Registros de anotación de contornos
■ ■ ■ ■ ■ ■ ■

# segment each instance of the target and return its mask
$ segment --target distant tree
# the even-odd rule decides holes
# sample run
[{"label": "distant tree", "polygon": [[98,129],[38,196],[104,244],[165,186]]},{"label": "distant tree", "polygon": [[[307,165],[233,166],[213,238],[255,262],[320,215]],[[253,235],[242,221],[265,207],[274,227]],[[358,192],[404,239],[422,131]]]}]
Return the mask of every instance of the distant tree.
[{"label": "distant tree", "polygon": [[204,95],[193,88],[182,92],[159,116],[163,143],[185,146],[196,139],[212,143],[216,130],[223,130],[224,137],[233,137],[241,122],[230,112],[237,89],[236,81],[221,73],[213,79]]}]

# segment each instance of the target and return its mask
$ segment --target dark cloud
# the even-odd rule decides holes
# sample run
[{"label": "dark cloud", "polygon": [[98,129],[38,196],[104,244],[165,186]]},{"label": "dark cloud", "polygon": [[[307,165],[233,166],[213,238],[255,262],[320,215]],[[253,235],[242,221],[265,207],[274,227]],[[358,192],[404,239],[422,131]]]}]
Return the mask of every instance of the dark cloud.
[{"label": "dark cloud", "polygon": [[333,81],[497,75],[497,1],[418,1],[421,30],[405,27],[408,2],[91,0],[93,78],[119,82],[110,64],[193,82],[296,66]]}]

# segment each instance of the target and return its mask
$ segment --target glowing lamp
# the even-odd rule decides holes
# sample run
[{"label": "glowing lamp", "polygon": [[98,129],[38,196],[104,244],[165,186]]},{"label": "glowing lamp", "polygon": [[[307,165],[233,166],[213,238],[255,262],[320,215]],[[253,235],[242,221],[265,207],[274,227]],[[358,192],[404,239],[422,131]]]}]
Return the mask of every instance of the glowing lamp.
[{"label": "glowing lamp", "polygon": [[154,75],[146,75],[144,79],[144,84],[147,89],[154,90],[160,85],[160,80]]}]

■ ■ ■ ■ ■ ■ ■

Copia todo el material anterior tal cual, línea por línea, sin cambiar nada.

# segment each instance of the target and return its mask
$ segment --target distant tree
# the even-odd rule decides holes
# sample run
[{"label": "distant tree", "polygon": [[98,129],[38,196],[104,244],[165,186]]},{"label": "distant tree", "polygon": [[[307,165],[233,166],[213,238],[255,262],[320,215]],[[253,235],[242,221],[265,207],[274,227]],[[358,192],[404,239],[422,131]]]}]
Return the mask of every instance of the distant tree.
[{"label": "distant tree", "polygon": [[204,95],[193,88],[182,92],[159,116],[163,143],[185,146],[196,139],[212,143],[216,130],[223,130],[224,137],[233,137],[241,122],[230,112],[237,89],[236,81],[221,73],[213,79]]}]

# segment each instance of the target and return its mask
$ segment --target dark cloud
# the even-odd rule decides holes
# sample run
[{"label": "dark cloud", "polygon": [[98,129],[38,196],[104,244],[165,186]]},{"label": "dark cloud", "polygon": [[[307,165],[233,166],[213,238],[255,262],[320,215]],[[253,235],[242,221],[265,207],[274,227]],[[358,192],[404,239],[422,131]]]}]
Return the mask of every instance of the dark cloud.
[{"label": "dark cloud", "polygon": [[333,81],[497,75],[497,1],[418,1],[421,30],[405,27],[408,2],[91,0],[93,78],[119,82],[110,64],[193,82],[296,66]]}]

# segment each instance of the target and return its mask
$ segment --target glowing lamp
# the even-odd rule decides holes
# sample run
[{"label": "glowing lamp", "polygon": [[98,129],[38,196],[104,244],[165,186]]},{"label": "glowing lamp", "polygon": [[[307,165],[233,166],[213,238],[255,262],[320,215]],[[253,235],[242,221],[265,207],[274,227]],[[358,192],[404,239],[422,131]]]}]
Return the mask of every instance of the glowing lamp.
[{"label": "glowing lamp", "polygon": [[154,75],[146,75],[144,79],[144,84],[147,89],[154,90],[160,85],[160,80]]}]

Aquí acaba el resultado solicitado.